Let $\mathbb{P}^1$ be the complex projective line and $\mathbb{P}^2$ be the complex projective plane. Let $\mathcal{C} \subset \mathbb{P}^2$ be a compact projective plane curve, i.e. the zero locus of a homogeneous polynomial $F \in \mathbb{C}[X,Y,Z]$ of degree $d$. We consider the holomorphic map between Riemann surfaces $\pi : \mathcal{C} \to \mathbb{P}^1, \, [x:y:z] \mapsto [x:z]$. I want to show that the degree of this map is equal to $d$, as it is stated in "Algebraic Curves and Riemann Surfaces" by R. Miranda (Plücker's formula, page 144) and in this post (without further details) : Genus of a smooth projective curve.
My attempt is the following. We take $p = [x_0,z_0] \in \mathbb{P}^1$ such that it is not the image by $\pi$ of a ramification point (it is possible as ramifications points are a finite subset of $\mathcal{C}$, the latter being compact). Then the degree of $\pi$ is just the number of preimages of $p$. Without loss of generalities we suppose $x_0 \neq 0$ so we can rewrite $p = [1:w_0]$. Now a preimage of $p$ is of the form $[1:y:w_0]$ and such that $F(1,y,w_0) = 0$. If $f(Y) = F(1,Y,w_0) \in \mathbb{C}[Y]$ we see that preimages of $p$ are in bijection with roots of $f$.
So I'd like to show that $f$ has $d$ distinct roots, but I don't see how to prove this (and I'm not 100% sure it is the right statement). Any help is welcome !

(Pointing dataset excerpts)
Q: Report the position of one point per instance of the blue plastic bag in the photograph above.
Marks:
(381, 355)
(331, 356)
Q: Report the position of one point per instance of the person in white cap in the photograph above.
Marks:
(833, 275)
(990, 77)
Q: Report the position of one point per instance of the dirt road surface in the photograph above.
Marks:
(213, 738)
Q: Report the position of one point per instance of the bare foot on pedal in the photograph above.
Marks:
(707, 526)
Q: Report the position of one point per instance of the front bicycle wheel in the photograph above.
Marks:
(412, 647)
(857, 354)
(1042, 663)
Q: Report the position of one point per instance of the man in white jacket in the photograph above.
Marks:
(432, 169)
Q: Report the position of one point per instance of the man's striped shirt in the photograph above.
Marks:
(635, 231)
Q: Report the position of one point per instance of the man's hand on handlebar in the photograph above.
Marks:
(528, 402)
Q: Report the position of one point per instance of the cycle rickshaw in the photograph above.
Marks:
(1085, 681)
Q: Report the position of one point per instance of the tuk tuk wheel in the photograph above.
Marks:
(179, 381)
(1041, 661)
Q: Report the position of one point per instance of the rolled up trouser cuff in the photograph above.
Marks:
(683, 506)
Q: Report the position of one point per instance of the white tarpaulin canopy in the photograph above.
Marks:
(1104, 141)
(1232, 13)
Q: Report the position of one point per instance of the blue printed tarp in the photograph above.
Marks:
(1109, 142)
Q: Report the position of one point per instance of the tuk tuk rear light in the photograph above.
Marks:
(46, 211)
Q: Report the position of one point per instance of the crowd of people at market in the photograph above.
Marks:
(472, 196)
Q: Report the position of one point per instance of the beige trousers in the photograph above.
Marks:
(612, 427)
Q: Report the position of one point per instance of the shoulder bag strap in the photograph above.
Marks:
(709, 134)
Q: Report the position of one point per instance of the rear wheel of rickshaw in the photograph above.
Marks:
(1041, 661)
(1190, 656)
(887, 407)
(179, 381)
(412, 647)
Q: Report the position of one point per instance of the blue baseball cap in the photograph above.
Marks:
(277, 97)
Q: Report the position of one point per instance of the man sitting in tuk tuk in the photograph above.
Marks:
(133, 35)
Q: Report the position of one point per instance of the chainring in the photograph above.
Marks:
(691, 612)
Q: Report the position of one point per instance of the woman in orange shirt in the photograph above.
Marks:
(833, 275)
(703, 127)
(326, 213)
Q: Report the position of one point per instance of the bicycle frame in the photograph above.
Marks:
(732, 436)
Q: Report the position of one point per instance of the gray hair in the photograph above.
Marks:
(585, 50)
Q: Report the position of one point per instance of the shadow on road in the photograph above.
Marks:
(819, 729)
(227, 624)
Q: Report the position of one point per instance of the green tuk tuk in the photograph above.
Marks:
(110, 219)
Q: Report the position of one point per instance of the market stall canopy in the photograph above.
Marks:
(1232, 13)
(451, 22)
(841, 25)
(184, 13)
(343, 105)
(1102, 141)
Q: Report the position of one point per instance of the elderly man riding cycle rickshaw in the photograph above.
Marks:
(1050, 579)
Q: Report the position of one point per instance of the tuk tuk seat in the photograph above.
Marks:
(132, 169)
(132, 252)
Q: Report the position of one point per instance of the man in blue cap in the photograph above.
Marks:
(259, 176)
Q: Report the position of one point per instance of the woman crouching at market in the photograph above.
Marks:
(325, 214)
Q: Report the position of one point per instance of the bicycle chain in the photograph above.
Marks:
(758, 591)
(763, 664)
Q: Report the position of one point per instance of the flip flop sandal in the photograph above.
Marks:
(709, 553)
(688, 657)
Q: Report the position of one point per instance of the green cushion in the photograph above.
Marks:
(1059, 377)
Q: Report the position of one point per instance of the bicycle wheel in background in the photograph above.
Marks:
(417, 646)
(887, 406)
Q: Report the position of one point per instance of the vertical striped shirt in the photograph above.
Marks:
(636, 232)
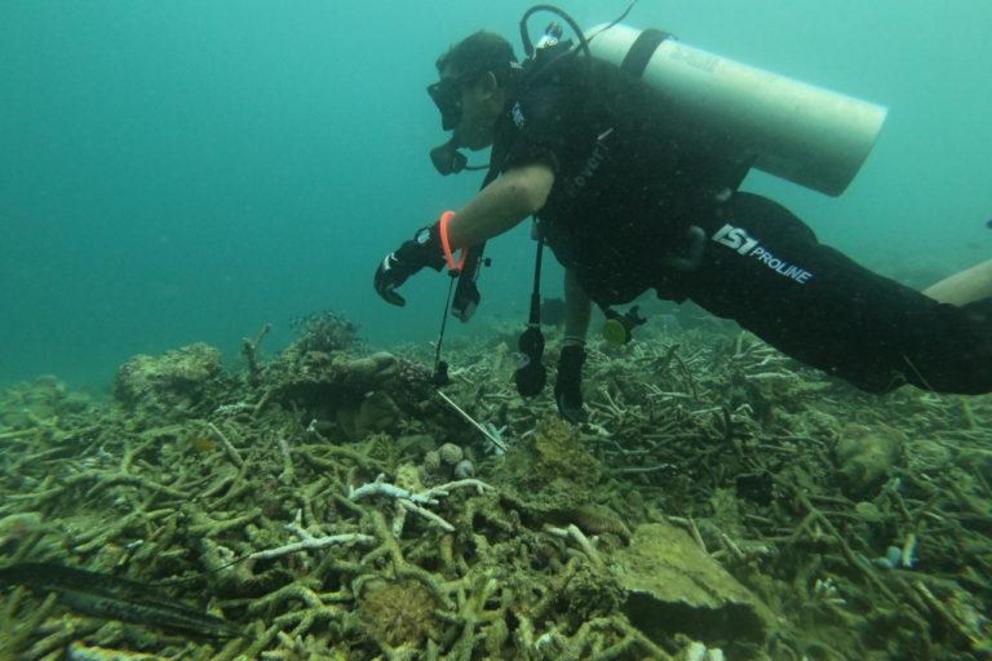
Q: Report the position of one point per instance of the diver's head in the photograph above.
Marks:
(472, 90)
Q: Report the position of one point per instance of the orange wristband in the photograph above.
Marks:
(449, 257)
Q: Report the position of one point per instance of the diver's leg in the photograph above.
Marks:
(972, 284)
(765, 269)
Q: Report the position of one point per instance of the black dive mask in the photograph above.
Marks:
(447, 159)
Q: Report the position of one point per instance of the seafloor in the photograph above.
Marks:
(327, 503)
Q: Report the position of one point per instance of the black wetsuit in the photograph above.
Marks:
(627, 191)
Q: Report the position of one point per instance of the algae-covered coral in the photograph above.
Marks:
(327, 504)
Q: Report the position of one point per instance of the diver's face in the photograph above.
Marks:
(482, 102)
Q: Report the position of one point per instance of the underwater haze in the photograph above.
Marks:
(183, 171)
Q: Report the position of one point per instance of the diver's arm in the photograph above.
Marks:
(577, 310)
(515, 195)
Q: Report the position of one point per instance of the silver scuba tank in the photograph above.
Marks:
(806, 134)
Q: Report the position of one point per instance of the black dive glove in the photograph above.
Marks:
(568, 385)
(424, 249)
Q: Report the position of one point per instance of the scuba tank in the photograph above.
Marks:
(805, 134)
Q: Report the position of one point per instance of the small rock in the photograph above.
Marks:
(450, 454)
(464, 469)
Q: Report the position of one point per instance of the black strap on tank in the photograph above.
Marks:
(637, 58)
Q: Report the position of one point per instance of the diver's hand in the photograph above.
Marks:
(424, 249)
(568, 385)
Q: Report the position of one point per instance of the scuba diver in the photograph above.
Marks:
(629, 201)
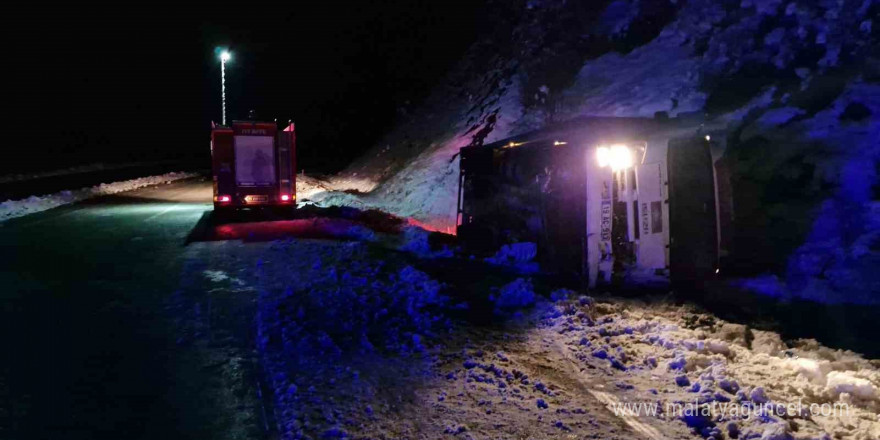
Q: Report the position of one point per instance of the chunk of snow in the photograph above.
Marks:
(846, 382)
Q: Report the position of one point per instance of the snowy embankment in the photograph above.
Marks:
(360, 341)
(795, 84)
(16, 208)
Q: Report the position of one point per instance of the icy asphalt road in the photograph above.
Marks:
(90, 326)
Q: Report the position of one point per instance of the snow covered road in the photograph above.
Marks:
(135, 315)
(92, 301)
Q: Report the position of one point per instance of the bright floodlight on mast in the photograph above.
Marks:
(224, 57)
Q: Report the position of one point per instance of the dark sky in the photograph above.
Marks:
(141, 82)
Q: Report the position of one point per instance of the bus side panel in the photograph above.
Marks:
(693, 245)
(223, 163)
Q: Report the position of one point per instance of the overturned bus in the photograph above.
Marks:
(605, 199)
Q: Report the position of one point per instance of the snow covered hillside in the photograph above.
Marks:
(795, 83)
(356, 339)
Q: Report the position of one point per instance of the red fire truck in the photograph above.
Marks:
(254, 165)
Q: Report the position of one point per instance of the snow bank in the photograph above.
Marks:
(75, 170)
(16, 208)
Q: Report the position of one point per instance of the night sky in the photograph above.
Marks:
(131, 83)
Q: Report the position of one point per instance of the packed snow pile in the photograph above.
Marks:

▶ [EXERCISE TASKS]
1. Which book does the post cite as stating that the degree of the map equals d?
2. Return the passage of the post that runs from "So I'd like" to "is welcome !".

▶ [EXPECTED RESULTS]
1. "Algebraic Curves and Riemann Surfaces" by R. Miranda (Plücker's formula, page 144).

2.
So I'd like to show that $f$ has $d$ distinct roots, but I don't see how to prove this (and I'm not 100% sure it is the right statement). Any help is welcome !